__Задания и упражнения__
A - Перескажи текст об учете арестованных в статотчетности НКВД в двух предложениях.
B - Напиши, что следует дальше в тексте об учете арестованных в статотчетности НКВД, начиная сразу после последнего приведенного предложения.

Например, в какой-то области человек был арестован Управлением НКВД, и с этой минуты он числился в статотчетности этого УНКВД среди «прибывших» как «вновь арестованный». Следствие заканчивалось, его дело отправляли, например, в Москву на решение Особого совещания при НКВД СССР (ОСО), а в статотчетности показывали теперь среди «выбывших» как «переданного на Особое совещание». И только после получения из Москвы решения ОСО арестованный переходил из статистики по «движению арестованных и привлеченных без ареста» в статистику по осужденным. Однако Особое совещание могло вернуть его дело на доследование (нередко бывало и такое), тогда он опять становился «прибывшим», но числился уже в графе «прибыло на доследование». То же происходило и в случае направления дела через прокурора в суд или трибунал. «Выбывший» в таких случаях «перечислялся» сначала за прокуратурой, затем за судебным органом, затем (после получения приговора) переходил в статистику осужденных. Между тем заключенный со дня ареста до этапа в лагерь находился в одной и той же тюрьме. Перемещалось его следственное дело, перекладывалась из ящика в ящик карточка с его данными в учетно-статистической картотеке УНКВД, ДТО или ОО (именно на основании этих карточек и составлялись местные статотчеты), но не он сам. Это и называлось «движение следственных арестованных».
Таблицы движения арестованных делятся на две части: левая содержит сведения о прибывших заключенных, правая — о выбывших. Прибывшие в статотчетности НКВД распределялись по четырем графам.
Первая из них, являвшаяся важнейшим показателем работы органа НКВД, — «вновь арестовано». Именно на «вновь арестованных» в отчетах НКВД в 1939–1941 гг. давались разбивки по национальному и социальному составу и по «характеру преступлений» (см. об этом ниже). Слово «вновь» здесь вовсе не подразумевает, что попавшие в эту графу арестовывались когда-либо раньше (хотя могло быть и такое). В этой графе обозначались те, кто был за отчетный период (месяц, квартал, год) арестован данным органом НКВД. Напомним, никакого единого органа НКВД по Западной Украине или по Западной Белоруссии не существовало (потому что не существовало никогда таких административно-территориальных единиц в составе СССР), и в нашем случае в графе «вновь арестовано» представлены суммарные числа арестов соответственно по шести новым областным УНКВД Западной Украины и пяти — Западной Белоруссии. Может быть, нелишним будет отметить, что в число «вновь арестованных» входили и те, кого арестовали «по заданию» данного органа НКВД. Скажем, по телеграмме из Львова человека арестовывало белостокское УНКВД и этапировало для ведения следствия во Львов. В этом случае в качестве «вновь арестованного» он проходил по статотчетам львовского УНКВД (в наших таблицах — по Западной Украине), в статотчетности же белостокского УНКВД (и соответственно у нас — по Западной Белоруссии) он никак не фигурировал.

__Содержание набора данных__
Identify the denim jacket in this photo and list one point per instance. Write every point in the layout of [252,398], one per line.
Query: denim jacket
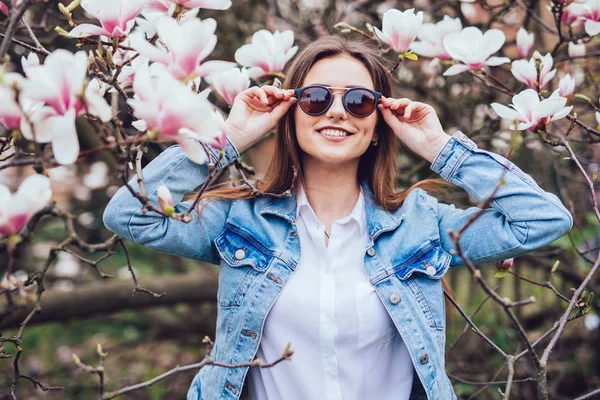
[256,244]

__Ответы по порядку__
A - В статотчетности НКВД арестованный попадал в «прибывшие» или «выбывшие» по мере передачи его следственного дела на Особое совещание, в прокуратуру или суд и возвращения на доследование, хотя сам он до этапа в лагерь оставался в той же тюрьме; это и называлось «движением следственных арестованных». Таблицы движения делятся на прибывших и выбывших, а важнейшая графа прибывших, «вновь арестовано», включает всех, кого данный орган НКВД арестовал за отчетный период, в том числе людей, арестованных другими управлениями по его заданию.

B -
Вторая графа — «привлечено без ареста» — содержит сведения о числе обвиняемых, для которых в качестве меры пресечения была применена так называемая подписка о невыезде.
Третья категория «прибывших» — это те, что «прибыли из других органов». В системе НКВД было рядовой практикой, когда человека арестовывали в одном органе, а затем — по самым разным причинам — для ведения следствия или его продолжения передавали в другой орган. Арестованных передавали из одного областного УНКВД в другое, из ДТО или ОО в УНКВД или (реже) наоборот, и т.д. Как правило, это означало и физическое перемещение арестованного; бывали, однако, и исключения, когда следствие начиналось, например, в ДТО, а продолжалось в УНКВД, располагавшемся в том же городе — заключенный при этом продолжал сидеть все в той же тюрьме. Важно помнить, что все «прибывшие из других органов» уже обязательно значились как «вновь арестованные» в статотчетности того органа, откуда они были переданы. Кроме того, «прибывать» арестованные могли не только из других органов НКВД, но и, например, из прокуратуры или милиции, когда в процессе следствия обвинение переквалифицировалось из чисто уголовного в политическое.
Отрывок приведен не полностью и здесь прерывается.